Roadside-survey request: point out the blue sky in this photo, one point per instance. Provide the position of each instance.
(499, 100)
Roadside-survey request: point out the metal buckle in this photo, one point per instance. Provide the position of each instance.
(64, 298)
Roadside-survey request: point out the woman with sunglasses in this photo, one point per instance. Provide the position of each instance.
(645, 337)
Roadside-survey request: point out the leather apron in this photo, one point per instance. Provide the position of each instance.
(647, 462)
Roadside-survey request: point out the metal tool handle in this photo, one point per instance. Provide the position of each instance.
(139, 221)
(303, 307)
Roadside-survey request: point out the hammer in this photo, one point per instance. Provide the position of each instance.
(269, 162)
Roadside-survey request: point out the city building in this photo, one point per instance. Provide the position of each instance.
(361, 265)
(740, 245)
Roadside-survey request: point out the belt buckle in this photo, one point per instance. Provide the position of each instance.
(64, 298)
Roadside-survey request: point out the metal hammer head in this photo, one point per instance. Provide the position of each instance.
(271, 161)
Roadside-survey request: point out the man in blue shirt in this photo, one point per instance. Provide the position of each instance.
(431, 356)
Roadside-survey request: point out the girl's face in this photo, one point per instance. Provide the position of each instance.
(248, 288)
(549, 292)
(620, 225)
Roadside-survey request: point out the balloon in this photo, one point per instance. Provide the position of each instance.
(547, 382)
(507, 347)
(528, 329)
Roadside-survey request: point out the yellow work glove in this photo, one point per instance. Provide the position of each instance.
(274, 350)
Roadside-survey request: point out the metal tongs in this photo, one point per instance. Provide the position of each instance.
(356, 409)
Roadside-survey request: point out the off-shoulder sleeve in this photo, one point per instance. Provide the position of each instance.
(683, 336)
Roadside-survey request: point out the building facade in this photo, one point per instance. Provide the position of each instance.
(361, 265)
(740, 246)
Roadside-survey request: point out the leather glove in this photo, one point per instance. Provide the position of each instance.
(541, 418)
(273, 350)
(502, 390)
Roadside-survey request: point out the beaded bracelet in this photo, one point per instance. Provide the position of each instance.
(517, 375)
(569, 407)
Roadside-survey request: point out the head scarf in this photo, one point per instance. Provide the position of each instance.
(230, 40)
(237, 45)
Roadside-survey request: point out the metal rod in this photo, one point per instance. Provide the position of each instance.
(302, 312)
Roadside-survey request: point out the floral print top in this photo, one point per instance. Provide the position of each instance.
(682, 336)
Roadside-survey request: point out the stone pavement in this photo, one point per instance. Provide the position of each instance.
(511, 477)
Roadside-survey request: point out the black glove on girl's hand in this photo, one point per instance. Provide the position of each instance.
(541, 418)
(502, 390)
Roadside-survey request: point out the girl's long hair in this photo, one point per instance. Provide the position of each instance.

WHAT TO DO.
Rescale the records from the line containing "Roadside-survey request: point out the building" through the end of the records, inclusive. Reproduce every line in that span, requests included, with each coordinate in the answers multiplied by 0.55 and rounded to the nearest whole number, halves rounded up.

WRITTEN RESPONSE.
Roadside-survey request: point out the building facade in this photo, one point per instance. Provide the position of each instance.
(199, 146)
(407, 135)
Roadside-survey request: point out the leather glove in this photo, one point per instance. Provide the position of each instance.
(298, 230)
(150, 193)
(276, 215)
Roadside-survey request: point out the beaded bracelet in this photo, one point per instance. Provide the position of each instance.
(284, 206)
(313, 224)
Roadside-survey request: point out the head scarf in this photo, one point per instance. Provide the position of each instance.
(127, 22)
(130, 25)
Roadside-survey request: point out the metal rod in this photo, one point per instance. Provide the position of each instance.
(166, 172)
Roadside-survey request: point out the floral print top in this photo, one point per instance. Provide the position of each instance.
(375, 185)
Roadside-survey request: point out the stone pavement in this photo, one point per instance. Provide the position of each instance.
(281, 262)
Roadside-survey request: point out the black glove on girl's hand in this photo, one point per instance. Provide the position of each instance.
(298, 230)
(276, 215)
Roadside-survey request: point out the girl's long hair in this photo, one point per instance. Provide the position of each instance.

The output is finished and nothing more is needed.